To be done: Extend the passage on how a CGI guestbook form sends its data, continuing from its final sentence.

-------- Text passage

12.1 A Typical CGI Interaction
For an example of a CGI application, suppose you create a guestbook
for your web site. The guestbook page asks users to submit their
first name and last name using a fill-in form composed of two input
text fields. Figure 12-1 shows the form you might
see in your browser window.
The HTML that produces this form might read as follows:
<HTML><HEAD><TITLE>Guestbook</TITLE></HEAD>
<BODY>
<H1>Fill in my guestbook!</H1>
<FORM METHOD="GET" ACTION="/cgi-bin/guestbook.pl">
<PRE>
First Name: <INPUT TYPE="TEXT" NAME="firstname">
Last Name: <INPUT TYPE="TEXT" NAME="lastname">
<INPUT TYPE="SUBMIT"> <INPUT TYPE="RESET">
</FORM>
The form is written using special
"form" tags (discussed in detail in
Chapter 6):
The <form> tag defines the
method used for the form (either GET or POST)
and the action to take when the form is
submitted—that is, the URL of the CGI program to pass the
parameters to.
The <input> tag can be used in many
different ways. In its first two invocations, it creates a text input
field and defines the variable name to associate with the
field's contents when the form is submitted. The
first field is given the variable name
"firstname," and the second field
is given the name "lastname."
In its last two invocations, the <input> tag
creates a Submit button and a Reset button.
The </form> tag indicates the end of the
form.
When the user presses the Submit button, data entered into the
<input> text fields is passed to the CGI
program specified by the action attribute of the
<form> tag (in this case, the
/cgi-bin/guestbook.pl program).
12.1.1 Transferring the Form Data
Parameters to a CGI program
are transferred either in the URL or in the body text of the request.
The method used to pass parameters is determined by the
method attribute to the
<form> tag. The GET method says to transfer
the data within the URL itself; for example, under the GET method,
the browser might initiate the HTTP transaction as
follows:
GET /cgi-bin/guestbook.pl?firstname=Joe&lastname=Schmoe HTTP/1.1
See Chapter 17 for more information on HTTP
transactions.

----------------
-------- Raw data

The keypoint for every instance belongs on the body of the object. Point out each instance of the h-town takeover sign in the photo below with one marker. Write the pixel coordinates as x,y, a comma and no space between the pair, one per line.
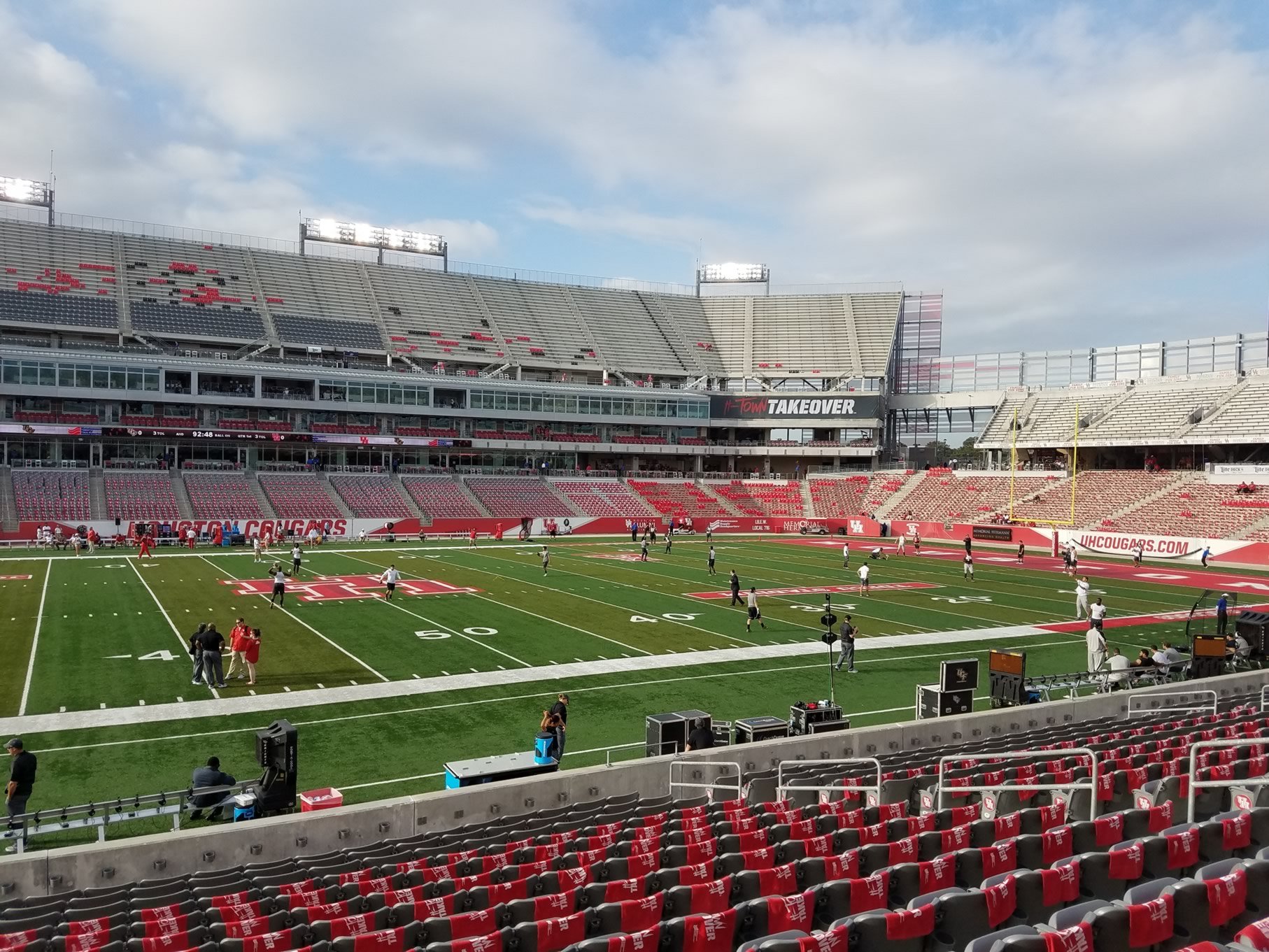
760,408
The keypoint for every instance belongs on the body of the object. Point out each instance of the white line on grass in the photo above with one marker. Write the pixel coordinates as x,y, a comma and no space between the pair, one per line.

----------------

Final result:
The POST method says to use the body portion of the HTTP request to
pass parameters. The same transaction with the POST method would read
as follows:
POST /cgi-bin/guestbook.pl HTTP/1.1
... [More headers here]
firstname=Joe&lastname=Schmoe
In both
examples, you should recognize the firstname and
lastname variable names that were defined in the
HTML form, coupled with the values entered by the user. An ampersand
(&) is used to separate the variable=value pairs.
The server now passes the variable=value
pairs to the CGI program. It does this either through Unix
environment variables or in standard input (STDIN). If the CGI
program is called with the GET method, parameters are expected to be
embedded in the URL of the request, and the server transfers them to
the program by assigning them to the QUERY_STRING environment
variable. The CGI program can then retrieve the parameters from
QUERY_STRING as it would read any environment variable (for example,
from the %ENV associative array in Perl). If the
CGI program is called with the POST method, parameters are expected
to be embedded into the body of the request, and the server passes
the body text to the program as standard
input.
(Other environment variables defined by the server for CGI programs
are listed later in this chapter. These variables store such
information as the format and length of the input, the remote host,
the user, and various client information. They also store the server
name, the communication protocol, and the name of the software
running the server.)
The CGI program needs to retrieve the information as appropriate and
then process it. The sky's the limit on what the CGI
program actually does with the information it retrieves. It might
return an anagram of the user's name, or tell them
how many times their name uses the letter
"t," or it might just compile the
name into a list that the programmer regularly sells to
telemarketers. Only the programmer knows for sure.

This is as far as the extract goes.